An exact copy of the entries below is required, with all pictures removed.

[[ Data section open ]]

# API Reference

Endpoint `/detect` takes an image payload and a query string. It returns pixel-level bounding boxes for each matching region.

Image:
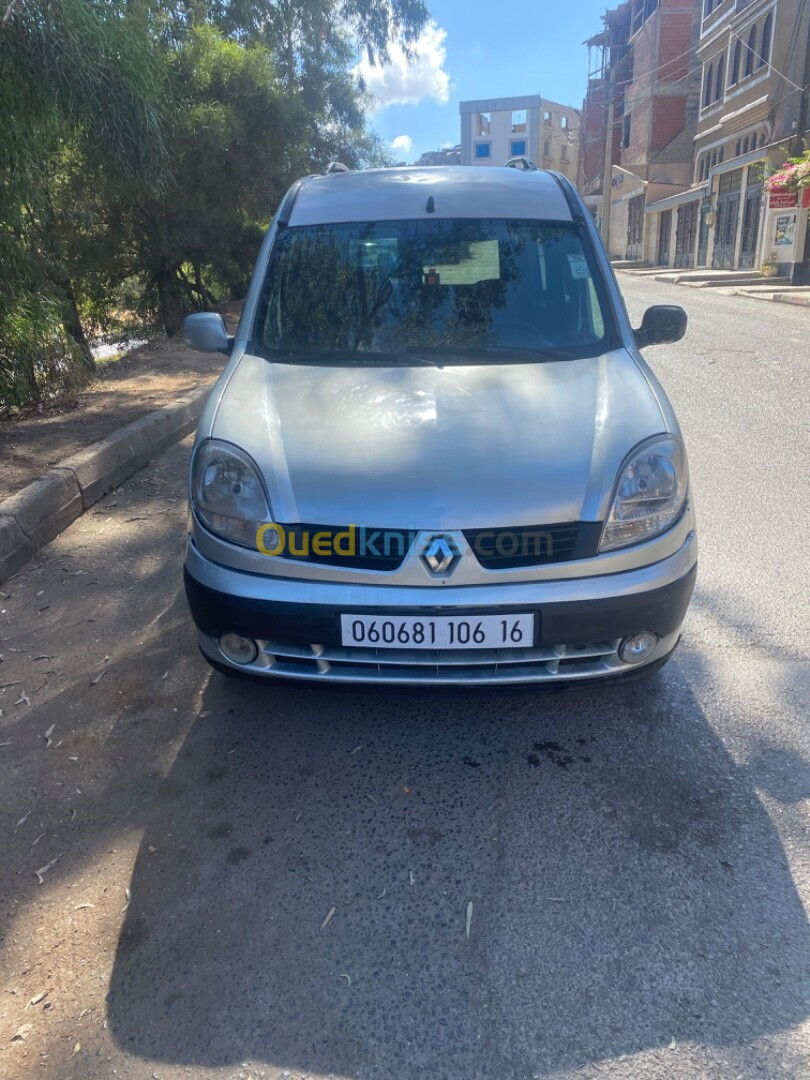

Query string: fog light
[618,631,658,665]
[219,633,258,665]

[[ Data section closed ]]

## Result for this task
# API Reference

Endpoint `/detect` takes an image payload and a query string. It returns pixel-level bounding boxes for each matching region.

Image:

Query string: fog light
[618,631,658,665]
[219,633,258,665]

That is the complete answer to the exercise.